Information Block Start

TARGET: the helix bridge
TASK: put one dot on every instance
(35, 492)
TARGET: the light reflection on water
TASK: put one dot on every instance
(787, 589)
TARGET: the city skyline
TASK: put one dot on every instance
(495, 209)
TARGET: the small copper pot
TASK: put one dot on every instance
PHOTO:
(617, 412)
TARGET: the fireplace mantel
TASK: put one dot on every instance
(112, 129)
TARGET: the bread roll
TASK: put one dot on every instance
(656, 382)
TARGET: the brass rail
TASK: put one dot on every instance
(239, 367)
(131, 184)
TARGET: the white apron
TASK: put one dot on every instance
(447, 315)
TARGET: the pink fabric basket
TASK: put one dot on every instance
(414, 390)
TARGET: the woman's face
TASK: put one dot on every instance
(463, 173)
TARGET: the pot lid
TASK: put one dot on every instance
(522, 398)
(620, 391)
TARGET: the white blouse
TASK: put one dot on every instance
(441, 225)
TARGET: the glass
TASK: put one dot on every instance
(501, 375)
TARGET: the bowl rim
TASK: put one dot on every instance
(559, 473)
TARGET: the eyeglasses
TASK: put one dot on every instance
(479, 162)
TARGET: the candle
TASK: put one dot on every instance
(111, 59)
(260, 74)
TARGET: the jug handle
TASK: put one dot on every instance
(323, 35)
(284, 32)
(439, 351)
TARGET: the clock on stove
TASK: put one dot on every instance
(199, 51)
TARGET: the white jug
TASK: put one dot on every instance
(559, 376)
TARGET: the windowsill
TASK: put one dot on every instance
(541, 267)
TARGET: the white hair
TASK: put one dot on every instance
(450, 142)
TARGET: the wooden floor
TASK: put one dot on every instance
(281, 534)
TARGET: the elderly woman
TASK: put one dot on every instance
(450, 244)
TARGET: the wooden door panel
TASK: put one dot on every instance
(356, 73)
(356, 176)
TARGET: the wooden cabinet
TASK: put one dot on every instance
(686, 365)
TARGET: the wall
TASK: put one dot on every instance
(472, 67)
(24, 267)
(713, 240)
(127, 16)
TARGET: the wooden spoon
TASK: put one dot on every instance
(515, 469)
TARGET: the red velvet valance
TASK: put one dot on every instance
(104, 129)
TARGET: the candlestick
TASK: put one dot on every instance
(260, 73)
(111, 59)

Information Block End

Assignment —
Print the lines of the entries, exactly, from the one containing "TARGET: the wooden door panel" down to the final line, and leave out all the others.

Response —
TARGET: the wooden door panel
TASK: put one dot on every instance
(356, 73)
(356, 176)
TARGET: the wooden cabinet
TASK: put one dot on every instance
(686, 365)
TARGET: the wall
TASK: put one dot on every instance
(472, 67)
(24, 267)
(713, 240)
(127, 16)
TARGET: the wooden spoon
TASK: put one dot on every instance
(515, 469)
TARGET: the red velvet valance
TASK: put one dot on every instance
(104, 129)
TARGET: the candlestick
TASK: put one dot on every instance
(260, 73)
(111, 59)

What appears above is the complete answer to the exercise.